Items listed in a dataset
————————

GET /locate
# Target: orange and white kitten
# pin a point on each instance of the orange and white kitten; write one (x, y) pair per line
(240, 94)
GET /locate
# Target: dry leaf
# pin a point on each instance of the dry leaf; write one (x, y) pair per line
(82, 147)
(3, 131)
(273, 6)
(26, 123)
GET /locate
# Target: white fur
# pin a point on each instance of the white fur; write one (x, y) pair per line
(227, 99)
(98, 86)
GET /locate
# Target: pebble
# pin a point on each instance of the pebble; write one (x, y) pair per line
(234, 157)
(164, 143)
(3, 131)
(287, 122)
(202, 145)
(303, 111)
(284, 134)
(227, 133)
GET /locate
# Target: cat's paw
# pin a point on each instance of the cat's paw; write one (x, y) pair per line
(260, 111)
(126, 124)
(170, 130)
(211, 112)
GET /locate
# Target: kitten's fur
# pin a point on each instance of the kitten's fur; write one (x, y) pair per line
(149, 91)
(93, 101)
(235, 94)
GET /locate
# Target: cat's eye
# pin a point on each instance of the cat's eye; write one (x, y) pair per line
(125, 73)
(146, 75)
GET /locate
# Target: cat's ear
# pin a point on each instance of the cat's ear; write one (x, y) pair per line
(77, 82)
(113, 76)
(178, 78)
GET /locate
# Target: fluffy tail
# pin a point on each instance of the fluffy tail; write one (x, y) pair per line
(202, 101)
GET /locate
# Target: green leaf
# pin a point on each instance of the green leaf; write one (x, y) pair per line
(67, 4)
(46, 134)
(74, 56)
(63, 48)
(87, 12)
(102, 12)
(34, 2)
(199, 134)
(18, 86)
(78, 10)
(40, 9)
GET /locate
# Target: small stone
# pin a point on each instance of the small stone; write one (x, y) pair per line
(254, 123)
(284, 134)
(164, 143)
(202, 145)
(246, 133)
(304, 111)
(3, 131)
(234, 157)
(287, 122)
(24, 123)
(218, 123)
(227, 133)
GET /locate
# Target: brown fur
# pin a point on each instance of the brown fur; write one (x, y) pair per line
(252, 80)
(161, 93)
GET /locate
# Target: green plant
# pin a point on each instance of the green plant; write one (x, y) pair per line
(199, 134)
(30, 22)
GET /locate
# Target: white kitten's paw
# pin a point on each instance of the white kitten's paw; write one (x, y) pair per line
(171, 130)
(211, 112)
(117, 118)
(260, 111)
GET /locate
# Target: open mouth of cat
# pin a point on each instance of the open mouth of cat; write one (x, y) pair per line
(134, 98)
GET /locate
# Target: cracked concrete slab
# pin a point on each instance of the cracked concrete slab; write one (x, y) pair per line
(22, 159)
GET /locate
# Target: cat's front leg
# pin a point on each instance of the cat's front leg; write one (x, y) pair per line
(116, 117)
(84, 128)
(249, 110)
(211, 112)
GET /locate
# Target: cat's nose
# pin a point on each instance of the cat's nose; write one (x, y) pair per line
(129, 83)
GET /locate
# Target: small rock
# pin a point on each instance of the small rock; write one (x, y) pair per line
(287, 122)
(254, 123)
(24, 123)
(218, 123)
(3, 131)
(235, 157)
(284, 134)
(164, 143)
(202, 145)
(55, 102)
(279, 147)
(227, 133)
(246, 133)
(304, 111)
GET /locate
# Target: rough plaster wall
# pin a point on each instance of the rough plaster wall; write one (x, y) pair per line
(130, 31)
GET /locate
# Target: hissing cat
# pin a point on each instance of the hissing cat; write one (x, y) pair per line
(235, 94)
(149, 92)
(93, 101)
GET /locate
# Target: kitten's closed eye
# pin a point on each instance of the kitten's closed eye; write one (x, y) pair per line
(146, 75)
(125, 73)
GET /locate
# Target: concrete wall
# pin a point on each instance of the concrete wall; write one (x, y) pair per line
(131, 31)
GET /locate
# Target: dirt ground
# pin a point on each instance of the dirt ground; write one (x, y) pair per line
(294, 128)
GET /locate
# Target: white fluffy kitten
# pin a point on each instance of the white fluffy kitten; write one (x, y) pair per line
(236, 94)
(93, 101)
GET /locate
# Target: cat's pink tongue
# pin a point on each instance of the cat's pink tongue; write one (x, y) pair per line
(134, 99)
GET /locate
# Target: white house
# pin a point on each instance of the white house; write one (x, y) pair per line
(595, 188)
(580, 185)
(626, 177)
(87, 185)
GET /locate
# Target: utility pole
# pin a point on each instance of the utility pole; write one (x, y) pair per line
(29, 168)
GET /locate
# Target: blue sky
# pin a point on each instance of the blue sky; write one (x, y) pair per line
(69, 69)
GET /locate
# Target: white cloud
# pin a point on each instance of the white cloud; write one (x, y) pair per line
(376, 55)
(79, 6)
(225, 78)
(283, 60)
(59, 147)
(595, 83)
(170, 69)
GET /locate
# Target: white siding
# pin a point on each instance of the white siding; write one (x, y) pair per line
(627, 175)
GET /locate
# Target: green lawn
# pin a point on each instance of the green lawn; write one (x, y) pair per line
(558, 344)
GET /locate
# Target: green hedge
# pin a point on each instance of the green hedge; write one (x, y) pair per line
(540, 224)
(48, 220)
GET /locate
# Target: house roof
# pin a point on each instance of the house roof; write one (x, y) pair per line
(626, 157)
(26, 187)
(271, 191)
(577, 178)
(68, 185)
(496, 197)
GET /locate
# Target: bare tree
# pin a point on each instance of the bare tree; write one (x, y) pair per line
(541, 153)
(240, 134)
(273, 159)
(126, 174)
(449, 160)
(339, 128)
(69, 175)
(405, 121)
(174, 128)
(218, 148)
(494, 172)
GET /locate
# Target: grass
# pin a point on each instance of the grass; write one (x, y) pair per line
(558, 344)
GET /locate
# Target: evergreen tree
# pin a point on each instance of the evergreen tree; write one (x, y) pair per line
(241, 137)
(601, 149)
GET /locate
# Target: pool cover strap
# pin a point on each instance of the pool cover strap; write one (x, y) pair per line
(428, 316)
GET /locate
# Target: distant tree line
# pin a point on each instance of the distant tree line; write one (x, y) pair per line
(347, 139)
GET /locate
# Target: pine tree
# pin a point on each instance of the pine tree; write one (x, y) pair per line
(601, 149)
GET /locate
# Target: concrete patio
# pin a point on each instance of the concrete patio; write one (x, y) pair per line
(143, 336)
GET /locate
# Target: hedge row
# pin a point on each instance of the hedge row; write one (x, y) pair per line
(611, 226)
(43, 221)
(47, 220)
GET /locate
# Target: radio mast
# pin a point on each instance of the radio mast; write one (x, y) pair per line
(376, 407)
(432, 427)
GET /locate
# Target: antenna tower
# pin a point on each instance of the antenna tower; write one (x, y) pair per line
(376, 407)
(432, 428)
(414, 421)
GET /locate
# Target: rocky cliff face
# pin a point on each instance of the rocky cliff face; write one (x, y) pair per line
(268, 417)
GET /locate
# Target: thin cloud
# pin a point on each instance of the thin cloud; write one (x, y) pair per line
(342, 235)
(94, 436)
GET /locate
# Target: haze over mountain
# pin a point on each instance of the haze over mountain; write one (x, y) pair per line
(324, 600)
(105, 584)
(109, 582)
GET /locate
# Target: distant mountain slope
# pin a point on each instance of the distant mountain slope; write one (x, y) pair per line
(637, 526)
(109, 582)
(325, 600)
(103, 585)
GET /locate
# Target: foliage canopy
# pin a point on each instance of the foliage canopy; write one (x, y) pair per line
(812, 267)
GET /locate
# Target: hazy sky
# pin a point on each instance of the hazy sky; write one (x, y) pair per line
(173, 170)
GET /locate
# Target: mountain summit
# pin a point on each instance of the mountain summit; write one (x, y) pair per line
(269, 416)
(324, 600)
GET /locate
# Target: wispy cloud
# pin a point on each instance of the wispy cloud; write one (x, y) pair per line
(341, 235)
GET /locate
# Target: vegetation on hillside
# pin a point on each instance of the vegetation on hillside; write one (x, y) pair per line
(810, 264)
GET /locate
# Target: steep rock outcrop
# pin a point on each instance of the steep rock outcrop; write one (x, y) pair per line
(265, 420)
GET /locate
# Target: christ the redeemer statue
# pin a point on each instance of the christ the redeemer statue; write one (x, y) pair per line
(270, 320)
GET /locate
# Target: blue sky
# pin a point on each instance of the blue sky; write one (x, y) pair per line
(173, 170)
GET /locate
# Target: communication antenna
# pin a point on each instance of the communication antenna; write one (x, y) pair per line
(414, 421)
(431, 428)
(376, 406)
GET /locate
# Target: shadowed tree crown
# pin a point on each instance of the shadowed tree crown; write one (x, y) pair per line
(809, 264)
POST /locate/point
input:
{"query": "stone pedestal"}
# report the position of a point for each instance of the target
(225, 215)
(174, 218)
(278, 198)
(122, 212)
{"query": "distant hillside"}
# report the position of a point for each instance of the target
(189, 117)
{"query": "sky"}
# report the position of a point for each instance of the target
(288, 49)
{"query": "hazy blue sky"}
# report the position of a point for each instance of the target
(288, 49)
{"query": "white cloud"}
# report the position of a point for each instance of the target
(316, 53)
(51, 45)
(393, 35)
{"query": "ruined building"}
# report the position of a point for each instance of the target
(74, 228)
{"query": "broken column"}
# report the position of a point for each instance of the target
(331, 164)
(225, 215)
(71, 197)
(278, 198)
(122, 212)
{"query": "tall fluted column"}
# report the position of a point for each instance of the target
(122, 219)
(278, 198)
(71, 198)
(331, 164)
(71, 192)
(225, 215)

————————

[TASK BRIEF] Please show each line from the rows above that contains the string "leaf", treating uppercase and lowercase letters as different.

[RESULT FOR THIS EXERCISE]
# Target: dry leaf
# pin a point on each instance of the dry leaf; write one (x, y) pair per line
# Target: green leaf
# pin a point on each instance of the green leaf; write one (x, y) pair per line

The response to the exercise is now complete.